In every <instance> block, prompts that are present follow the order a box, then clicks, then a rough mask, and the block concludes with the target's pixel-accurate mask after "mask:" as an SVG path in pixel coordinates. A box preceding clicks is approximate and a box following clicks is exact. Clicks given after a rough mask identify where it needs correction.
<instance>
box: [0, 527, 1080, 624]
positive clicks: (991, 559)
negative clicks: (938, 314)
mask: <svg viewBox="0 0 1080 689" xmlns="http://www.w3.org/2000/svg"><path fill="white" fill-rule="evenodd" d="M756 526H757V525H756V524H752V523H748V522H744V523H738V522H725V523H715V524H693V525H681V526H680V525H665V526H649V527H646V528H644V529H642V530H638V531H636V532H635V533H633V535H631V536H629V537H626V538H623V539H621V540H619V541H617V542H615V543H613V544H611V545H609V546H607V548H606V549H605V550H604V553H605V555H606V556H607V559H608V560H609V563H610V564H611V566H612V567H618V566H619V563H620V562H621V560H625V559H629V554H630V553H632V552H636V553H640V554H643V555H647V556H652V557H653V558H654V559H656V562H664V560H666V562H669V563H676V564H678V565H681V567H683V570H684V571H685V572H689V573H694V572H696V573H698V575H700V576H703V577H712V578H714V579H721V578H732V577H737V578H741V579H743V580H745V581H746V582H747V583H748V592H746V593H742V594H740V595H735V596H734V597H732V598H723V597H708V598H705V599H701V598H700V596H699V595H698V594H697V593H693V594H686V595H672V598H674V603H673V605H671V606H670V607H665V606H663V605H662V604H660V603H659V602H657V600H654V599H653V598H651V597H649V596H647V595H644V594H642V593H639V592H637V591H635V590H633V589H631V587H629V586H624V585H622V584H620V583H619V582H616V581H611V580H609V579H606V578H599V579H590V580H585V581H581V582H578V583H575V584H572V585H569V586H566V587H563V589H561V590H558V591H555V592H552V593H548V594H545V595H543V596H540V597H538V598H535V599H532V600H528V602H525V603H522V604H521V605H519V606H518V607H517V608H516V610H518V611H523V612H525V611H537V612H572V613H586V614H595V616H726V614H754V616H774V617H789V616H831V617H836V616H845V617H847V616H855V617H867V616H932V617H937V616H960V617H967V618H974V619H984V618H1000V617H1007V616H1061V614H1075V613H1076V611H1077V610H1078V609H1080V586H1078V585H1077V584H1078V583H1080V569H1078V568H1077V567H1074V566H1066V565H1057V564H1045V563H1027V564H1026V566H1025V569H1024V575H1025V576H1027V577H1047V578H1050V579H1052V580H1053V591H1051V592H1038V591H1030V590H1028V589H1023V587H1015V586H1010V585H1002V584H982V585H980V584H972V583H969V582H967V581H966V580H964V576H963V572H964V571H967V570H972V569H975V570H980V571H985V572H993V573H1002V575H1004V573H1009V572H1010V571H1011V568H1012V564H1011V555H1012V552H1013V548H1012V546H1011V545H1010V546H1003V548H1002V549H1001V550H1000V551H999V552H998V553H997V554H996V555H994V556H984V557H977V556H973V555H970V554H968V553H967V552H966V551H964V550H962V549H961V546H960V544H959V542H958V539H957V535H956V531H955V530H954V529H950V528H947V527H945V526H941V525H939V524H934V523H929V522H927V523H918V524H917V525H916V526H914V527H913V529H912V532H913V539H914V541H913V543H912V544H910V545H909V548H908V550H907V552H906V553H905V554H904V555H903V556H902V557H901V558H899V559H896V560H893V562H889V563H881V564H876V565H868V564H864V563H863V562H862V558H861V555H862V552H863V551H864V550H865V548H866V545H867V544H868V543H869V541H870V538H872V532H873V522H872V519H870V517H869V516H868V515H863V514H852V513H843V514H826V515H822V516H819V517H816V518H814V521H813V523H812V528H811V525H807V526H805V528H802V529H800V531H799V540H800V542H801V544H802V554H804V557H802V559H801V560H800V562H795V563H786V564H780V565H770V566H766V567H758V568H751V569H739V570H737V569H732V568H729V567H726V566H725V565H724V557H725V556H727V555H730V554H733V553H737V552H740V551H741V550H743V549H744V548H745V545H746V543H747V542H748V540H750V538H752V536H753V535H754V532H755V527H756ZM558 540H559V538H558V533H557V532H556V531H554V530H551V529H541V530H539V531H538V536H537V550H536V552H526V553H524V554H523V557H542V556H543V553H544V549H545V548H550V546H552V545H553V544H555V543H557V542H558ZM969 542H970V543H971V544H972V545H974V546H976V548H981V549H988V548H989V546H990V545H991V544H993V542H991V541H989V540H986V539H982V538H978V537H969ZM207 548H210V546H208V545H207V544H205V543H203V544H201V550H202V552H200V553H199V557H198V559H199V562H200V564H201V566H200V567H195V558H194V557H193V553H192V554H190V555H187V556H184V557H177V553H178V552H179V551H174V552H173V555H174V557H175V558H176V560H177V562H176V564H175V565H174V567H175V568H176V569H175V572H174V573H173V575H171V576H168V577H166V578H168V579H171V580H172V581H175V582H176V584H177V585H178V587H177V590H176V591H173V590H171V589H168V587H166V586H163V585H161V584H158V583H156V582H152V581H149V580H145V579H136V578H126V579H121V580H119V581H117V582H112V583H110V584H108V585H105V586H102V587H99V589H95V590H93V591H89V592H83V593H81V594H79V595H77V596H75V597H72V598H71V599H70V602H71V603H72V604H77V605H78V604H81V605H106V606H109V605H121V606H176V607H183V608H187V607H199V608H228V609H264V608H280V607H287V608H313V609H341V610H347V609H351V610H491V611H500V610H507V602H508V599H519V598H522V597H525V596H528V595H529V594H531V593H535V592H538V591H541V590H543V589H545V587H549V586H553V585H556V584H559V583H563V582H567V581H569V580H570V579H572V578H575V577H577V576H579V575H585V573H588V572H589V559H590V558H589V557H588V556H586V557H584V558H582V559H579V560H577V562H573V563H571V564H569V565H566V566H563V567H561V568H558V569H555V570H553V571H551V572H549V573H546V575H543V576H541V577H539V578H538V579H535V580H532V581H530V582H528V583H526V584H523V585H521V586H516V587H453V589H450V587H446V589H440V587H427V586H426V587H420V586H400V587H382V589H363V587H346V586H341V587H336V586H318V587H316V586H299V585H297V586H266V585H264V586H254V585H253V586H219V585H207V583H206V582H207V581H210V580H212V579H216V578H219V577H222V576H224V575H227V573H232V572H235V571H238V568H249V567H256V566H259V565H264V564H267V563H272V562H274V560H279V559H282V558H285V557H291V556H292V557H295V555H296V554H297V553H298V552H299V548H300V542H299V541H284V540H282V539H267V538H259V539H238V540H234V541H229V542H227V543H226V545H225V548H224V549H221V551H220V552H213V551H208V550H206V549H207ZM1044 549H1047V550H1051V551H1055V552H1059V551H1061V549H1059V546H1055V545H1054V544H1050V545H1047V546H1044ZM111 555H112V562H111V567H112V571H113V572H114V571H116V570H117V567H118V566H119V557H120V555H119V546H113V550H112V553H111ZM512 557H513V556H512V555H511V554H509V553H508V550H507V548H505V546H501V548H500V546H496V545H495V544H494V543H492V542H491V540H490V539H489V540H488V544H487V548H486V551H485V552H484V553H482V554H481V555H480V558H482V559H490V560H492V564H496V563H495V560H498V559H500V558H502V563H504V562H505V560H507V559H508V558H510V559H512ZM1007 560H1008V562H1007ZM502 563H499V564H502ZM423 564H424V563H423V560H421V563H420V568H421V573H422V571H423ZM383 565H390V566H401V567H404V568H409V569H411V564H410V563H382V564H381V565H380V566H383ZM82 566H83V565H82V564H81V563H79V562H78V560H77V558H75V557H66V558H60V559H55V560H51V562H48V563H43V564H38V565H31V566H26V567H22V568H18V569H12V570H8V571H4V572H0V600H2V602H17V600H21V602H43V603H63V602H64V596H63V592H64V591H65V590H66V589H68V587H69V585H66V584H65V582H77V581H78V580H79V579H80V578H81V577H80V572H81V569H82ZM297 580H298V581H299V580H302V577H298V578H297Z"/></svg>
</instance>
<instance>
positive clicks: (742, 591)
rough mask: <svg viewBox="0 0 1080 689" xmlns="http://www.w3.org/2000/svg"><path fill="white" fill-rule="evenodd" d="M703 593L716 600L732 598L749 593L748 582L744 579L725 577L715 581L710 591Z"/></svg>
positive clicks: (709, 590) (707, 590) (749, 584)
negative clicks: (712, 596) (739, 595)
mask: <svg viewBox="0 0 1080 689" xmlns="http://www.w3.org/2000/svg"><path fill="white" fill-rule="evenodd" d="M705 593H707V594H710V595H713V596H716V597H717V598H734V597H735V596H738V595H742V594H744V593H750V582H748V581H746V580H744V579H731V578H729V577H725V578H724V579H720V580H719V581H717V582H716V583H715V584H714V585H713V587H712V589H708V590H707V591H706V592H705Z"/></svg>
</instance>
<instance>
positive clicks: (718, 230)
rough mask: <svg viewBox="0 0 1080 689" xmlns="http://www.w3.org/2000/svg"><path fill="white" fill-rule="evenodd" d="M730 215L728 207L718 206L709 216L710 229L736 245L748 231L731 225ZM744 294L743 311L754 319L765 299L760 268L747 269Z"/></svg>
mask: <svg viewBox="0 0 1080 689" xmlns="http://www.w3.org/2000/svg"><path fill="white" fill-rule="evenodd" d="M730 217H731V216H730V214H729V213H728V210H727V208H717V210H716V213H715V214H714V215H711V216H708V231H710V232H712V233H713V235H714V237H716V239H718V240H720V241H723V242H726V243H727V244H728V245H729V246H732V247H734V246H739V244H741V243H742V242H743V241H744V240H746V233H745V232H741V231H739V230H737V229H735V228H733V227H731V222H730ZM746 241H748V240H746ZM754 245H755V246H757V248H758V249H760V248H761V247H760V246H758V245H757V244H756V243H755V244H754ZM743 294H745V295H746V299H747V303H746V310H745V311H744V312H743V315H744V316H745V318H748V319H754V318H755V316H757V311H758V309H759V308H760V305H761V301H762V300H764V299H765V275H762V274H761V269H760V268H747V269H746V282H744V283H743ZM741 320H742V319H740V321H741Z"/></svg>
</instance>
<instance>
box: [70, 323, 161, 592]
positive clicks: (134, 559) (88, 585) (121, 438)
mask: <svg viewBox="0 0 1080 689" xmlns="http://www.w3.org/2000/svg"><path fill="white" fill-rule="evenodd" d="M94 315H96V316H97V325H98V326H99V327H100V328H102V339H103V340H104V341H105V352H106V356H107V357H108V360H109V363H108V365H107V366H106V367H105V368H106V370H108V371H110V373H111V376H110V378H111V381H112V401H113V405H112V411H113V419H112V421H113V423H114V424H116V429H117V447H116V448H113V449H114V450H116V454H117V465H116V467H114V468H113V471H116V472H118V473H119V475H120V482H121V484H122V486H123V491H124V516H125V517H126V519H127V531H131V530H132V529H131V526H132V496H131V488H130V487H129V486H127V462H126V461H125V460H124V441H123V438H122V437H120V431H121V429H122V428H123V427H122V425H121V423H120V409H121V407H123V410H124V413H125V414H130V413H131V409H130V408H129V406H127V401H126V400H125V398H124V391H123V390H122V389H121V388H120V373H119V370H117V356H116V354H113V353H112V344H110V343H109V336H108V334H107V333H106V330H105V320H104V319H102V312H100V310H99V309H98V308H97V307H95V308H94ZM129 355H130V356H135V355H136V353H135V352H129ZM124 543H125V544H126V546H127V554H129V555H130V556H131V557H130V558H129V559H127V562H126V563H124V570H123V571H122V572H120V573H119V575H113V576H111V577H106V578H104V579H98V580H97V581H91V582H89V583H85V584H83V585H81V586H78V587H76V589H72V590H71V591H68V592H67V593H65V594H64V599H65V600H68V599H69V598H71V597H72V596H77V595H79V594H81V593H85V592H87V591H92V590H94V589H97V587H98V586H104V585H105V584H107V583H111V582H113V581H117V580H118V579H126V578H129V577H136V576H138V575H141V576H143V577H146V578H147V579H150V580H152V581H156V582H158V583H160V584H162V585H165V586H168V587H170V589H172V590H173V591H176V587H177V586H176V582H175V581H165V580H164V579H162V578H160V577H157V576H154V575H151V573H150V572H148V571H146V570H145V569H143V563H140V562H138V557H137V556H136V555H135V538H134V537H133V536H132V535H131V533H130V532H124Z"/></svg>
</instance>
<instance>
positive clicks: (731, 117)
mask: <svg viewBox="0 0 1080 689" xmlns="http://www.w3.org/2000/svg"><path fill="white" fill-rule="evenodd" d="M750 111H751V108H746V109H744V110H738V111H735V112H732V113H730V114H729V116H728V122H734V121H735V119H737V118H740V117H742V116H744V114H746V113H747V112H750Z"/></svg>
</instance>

• [EXERCISE AIM]:
Write out each line above containing "negative".

• [ANSWER FOR THE TASK]:
negative clicks: (938, 314)
negative clicks: (712, 596) (739, 595)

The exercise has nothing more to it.